* _Objective_
Copy every entry exactly.

* _Data provided_

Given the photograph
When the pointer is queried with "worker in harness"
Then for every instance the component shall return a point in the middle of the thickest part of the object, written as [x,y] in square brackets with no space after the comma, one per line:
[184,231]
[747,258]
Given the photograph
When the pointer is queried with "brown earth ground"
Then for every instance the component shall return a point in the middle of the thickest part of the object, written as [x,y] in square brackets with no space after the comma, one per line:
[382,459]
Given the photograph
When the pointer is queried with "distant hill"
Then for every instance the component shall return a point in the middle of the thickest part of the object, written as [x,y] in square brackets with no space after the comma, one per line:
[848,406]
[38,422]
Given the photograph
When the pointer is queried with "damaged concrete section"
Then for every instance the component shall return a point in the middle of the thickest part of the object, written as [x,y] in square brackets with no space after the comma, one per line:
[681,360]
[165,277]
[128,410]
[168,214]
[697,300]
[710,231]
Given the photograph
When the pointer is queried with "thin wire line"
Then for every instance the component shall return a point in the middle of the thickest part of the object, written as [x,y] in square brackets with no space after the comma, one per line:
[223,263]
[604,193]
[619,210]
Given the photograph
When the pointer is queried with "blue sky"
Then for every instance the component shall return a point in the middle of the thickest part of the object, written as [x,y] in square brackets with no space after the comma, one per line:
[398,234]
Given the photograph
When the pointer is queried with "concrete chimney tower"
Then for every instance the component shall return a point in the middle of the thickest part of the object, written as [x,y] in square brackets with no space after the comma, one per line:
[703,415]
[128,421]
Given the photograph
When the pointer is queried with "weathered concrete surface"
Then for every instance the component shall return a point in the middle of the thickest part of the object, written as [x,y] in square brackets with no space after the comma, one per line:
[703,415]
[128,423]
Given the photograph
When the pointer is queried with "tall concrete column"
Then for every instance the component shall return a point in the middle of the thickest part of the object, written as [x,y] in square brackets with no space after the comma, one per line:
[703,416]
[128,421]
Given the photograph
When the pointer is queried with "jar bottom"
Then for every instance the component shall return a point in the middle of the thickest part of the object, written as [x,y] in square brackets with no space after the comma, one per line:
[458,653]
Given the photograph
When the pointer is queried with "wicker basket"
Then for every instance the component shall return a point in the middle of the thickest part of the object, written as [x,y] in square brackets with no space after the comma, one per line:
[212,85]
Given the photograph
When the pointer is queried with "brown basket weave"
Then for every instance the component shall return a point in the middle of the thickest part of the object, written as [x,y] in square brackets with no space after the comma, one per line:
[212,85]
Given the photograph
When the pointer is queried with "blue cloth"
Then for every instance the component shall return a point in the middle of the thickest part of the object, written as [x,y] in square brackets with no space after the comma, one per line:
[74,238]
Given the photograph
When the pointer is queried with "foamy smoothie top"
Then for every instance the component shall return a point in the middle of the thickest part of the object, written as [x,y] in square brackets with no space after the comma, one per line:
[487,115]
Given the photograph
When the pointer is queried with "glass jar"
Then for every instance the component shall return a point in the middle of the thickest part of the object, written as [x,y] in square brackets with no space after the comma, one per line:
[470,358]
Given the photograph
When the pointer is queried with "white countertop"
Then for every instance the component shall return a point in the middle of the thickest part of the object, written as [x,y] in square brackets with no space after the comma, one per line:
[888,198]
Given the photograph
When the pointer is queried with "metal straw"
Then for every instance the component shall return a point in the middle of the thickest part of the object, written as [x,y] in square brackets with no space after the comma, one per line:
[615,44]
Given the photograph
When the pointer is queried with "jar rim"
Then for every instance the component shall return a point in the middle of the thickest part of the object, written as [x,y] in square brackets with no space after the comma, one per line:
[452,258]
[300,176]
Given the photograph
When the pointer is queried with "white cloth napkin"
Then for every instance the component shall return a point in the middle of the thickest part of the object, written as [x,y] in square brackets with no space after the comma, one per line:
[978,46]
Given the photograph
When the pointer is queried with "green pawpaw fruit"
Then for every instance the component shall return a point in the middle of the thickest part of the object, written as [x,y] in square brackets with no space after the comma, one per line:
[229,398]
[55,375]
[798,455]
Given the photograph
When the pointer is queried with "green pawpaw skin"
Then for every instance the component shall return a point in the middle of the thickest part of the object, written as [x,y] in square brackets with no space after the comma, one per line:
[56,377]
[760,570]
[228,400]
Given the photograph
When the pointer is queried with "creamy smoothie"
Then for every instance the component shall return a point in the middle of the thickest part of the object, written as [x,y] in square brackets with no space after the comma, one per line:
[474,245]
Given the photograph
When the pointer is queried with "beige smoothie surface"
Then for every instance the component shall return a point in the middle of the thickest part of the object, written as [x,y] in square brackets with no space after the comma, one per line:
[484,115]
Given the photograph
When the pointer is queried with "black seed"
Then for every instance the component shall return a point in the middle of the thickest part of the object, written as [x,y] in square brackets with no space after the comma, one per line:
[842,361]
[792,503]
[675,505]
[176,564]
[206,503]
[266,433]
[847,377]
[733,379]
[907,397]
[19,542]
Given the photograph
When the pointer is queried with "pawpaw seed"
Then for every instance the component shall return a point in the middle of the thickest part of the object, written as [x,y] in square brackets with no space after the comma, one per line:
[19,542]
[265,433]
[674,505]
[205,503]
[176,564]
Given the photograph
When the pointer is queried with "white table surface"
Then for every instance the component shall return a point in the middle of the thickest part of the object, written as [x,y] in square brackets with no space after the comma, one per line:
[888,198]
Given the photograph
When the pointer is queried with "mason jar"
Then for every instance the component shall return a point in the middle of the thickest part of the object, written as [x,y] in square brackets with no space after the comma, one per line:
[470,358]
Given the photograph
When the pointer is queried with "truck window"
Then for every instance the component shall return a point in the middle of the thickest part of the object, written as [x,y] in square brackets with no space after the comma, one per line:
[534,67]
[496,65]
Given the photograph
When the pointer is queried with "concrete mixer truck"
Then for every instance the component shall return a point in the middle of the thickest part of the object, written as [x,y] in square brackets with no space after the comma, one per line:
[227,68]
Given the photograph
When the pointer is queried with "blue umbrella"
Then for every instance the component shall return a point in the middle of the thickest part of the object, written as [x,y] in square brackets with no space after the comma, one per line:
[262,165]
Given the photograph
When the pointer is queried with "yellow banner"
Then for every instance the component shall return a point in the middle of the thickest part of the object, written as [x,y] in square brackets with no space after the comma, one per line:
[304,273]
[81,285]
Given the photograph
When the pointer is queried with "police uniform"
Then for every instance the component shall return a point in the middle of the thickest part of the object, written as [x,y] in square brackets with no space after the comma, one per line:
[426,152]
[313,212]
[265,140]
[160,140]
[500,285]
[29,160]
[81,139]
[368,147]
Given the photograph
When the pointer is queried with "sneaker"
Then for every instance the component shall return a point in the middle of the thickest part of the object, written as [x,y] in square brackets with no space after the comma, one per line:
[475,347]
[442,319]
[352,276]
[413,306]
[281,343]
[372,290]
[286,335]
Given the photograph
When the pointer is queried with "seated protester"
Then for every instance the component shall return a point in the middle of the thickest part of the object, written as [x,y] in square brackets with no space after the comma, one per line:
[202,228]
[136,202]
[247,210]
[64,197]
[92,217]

* _Solution for this task_
Given the photograph
When the pointer is queried with "worker in harness"
Then for every instance the component shall return a point in the middle of the thickest part of the object, written as [x,y] in square brackets with no space after the comma, one per line:
[184,231]
[747,258]
Given the photograph
When the pointer is queried with "brown earth ground"
Then for every instance the component shall return a point in the middle of the thickest part of the object, written as [x,y] in square brackets with no space after the comma, one per line:
[382,459]
Given the photograph
When the pointer is queried with "distant hill"
Then for every instance the component shall return a point in the middle of the thickest part of the object, written as [x,y] in square brackets with no space after the comma, one per line:
[848,406]
[38,422]
Given the photograph
When the pointer is queried with "damaged concrete section"
Then for every instance the component shall return a point in the middle of the thickest part of the object, written as [x,y] in square brackets with no space after the comma, one per line:
[681,360]
[165,277]
[128,410]
[168,214]
[697,300]
[710,231]
Given the photograph
When the pointer is queried with "thin wire line"
Then for every instance the component shall return a point in the middle of the thickest part of the object, written as [x,y] in square brackets with no space after the comma, one per line:
[223,263]
[604,193]
[619,210]
Given the photograph
When the pointer is queried with "blue sky"
Then for every instance the component shall return a point in the middle of the thickest part of the object, written as [x,y] in square brackets with no space after the comma, one per line:
[398,234]
Given the photograph
When the pointer is queried with "concrete chimney tower"
Then for every instance the component shall return a point in the middle of the thickest part of the object, written as [x,y] in square brackets with no space after the comma, one per line:
[703,415]
[128,421]
Given the photograph
When the pointer is queried with "weathered concrete surface"
Then for every instance the component shall return a point in the middle of the thickest part of the object, written as [x,y] in square brackets with no space after the comma, one per line:
[703,415]
[128,423]
Given the photograph
When the pointer is queried with "tall concrete column"
Then for every instance the component shall return a point in the middle of the thickest part of the object, written as [x,y] in square brackets with no space after the comma, one per line:
[703,416]
[128,421]
Given the photograph
When the pointer is queried with "jar bottom"
Then for every instance the component shall return a point in the middle of the thickest part of the object, written as [x,y] in square brackets with no space after the comma, one per line:
[458,653]
Given the photograph
When the pointer is queried with "wicker basket"
Then for every instance the component shall return a point in the middle of the thickest part of the object, written as [x,y] in square brackets with no space after the comma, one per line:
[212,85]
Given the photograph
When the pointer is queried with "brown basket weave"
Then for every instance the component shall return a point in the middle of the thickest part of the object, written as [x,y] in square brackets with no space after the comma, one per line:
[212,85]
Given the photograph
When the pointer is queried with "blue cloth"
Then for every instance the component shall return a point in the middle of the thickest part of the object, written as [x,y] in square brackets with no space after the comma, one per line:
[74,238]
Given the photograph
When the pointer is queried with "foamy smoothie top"
Then for every instance the component shall return a point in the middle of the thickest part of the object, written as [x,y] in square brackets with no space after the comma, one per line:
[487,115]
Given the photograph
When the pointer is queried with "glass jar"
Then for every instance the component shall return a point in the middle of the thickest part of the object, written as [x,y] in square brackets with no space after the comma, one per line:
[470,358]
Given the photograph
When the pointer is queried with "white countertop"
Then for every instance the component shall return a point in the middle of the thickest part of the object, written as [x,y] in square brackets with no space after the comma, one per line:
[888,198]
Given the photograph
When the pointer is queried with "metal straw"
Then for every instance the component shall return a point in the middle of the thickest part of the object, written as [x,y] in square brackets with no space after the comma, one per line:
[615,44]
Given the photograph
When the pointer is queried with "jar rim"
Then for every instance the component shall return a point in the middle of the thickest part of the object, written as [x,y] in square brackets with no space after the comma, one per line:
[452,258]
[300,176]
Given the photograph
When the pointer is queried with "white cloth napkin"
Then for every instance the component shall return a point in the middle of the thickest part of the object, written as [x,y] in square brackets with no space after the comma, one per line:
[978,46]
Given the photograph
When the pointer is queried with "green pawpaw fruit"
Then for every instance the component shall return a point in the middle of the thickest part of the object, written as [x,y] in square brackets with no space after the comma, one per line:
[229,398]
[55,375]
[798,455]
Given the photograph
When the pointer is queried with "green pawpaw skin"
Then for every instance the component shall return a point in the middle of the thickest part of the object, written as [x,y] in square brackets with no space after the comma, one per line:
[56,377]
[760,570]
[228,400]
Given the photograph
When the pointer is queried with "creamy smoothie"
Then for every instance the component shall return a point in the middle of the thickest part of the object, written as [x,y] in square brackets with no space after the comma, one per line:
[474,245]
Given the photograph
When the pointer is queried with "beige smoothie surface"
Then for every instance the component shall return a point in the middle of the thickest part of the object, written as [x,y] in square brackets with no space after the comma, one per line:
[484,115]
Given the photograph
When the pointer is queried with "black seed"
Then for every instance the component shall return a point in the middle of the thickest part of the object, written as [x,y] in square brackets with no space after the comma, one per line:
[842,361]
[792,503]
[675,505]
[176,564]
[206,503]
[266,433]
[847,377]
[733,379]
[907,397]
[19,542]
Given the photograph
When the pointer is queried with "pawpaw seed"
Then for every instance the component shall return a point in the middle of the thickest part of the object, written as [x,y] in square brackets with no space after the comma, one per line:
[19,542]
[265,433]
[674,505]
[205,503]
[176,564]
Given the photograph
When the pointer is queried with "white table surface"
Then for every instance the component shall return a point in the middle of the thickest part of the object, written as [x,y] in square brackets with no space after the comma, one per line:
[888,198]
Given the photograph
When the pointer is queried with "mason jar"
Then for every instance the component shall return a point in the middle of the thickest part of the object, written as [x,y] in square brackets with no space after the comma, one per line:
[470,358]
Given the photograph
When the pointer is queried with "truck window"
Then for every instance the component shall return a point in the middle of the thickest part of the object, written as [x,y] in square brackets with no space after the comma, one per line:
[534,67]
[496,65]
Given the photograph
When the pointer is queried with "concrete mixer truck"
Then for every instance the component shall return a point in the middle of the thickest part of the object, written as [x,y] in square brackets with no space after the comma, one per line:
[227,68]
Given the photograph
When the pointer is queried with "blue umbrella"
Then for every instance the component shall return a point in the middle of the thickest part of the object, written as [x,y] in square brackets with no space after the comma, one per line:
[262,165]
Given the photograph
When the pointer is queried with "yellow banner"
Then for every instance the component shall return a point in the middle of the thickest part of the object, written as [x,y] in square brackets with no space after the comma, one per line:
[304,273]
[81,285]
Given the photograph
When the pointer is queried with "police uniform"
Then for every instance the component shall return a point in the middle of the thickest part of the object, written as [x,y] in square brackets with no space after the comma, one per line:
[426,152]
[313,212]
[265,140]
[160,140]
[500,285]
[29,160]
[81,139]
[368,147]
Given the photograph
When the pointer is queried with "sneaker"
Then for every instance the component shall return a point in the middle of the thickest part of the object, written as [x,y] in square brackets with no space after the comma, one per line:
[475,347]
[442,319]
[352,276]
[413,306]
[281,343]
[372,290]
[286,335]
Given the photograph
When the pointer is queried with "seated protester"
Then for every instance the component shall return a point in the middle of the thickest part of the object, written as [x,y] in square brackets with no space after the comma, one per line:
[202,228]
[136,202]
[247,210]
[64,197]
[92,217]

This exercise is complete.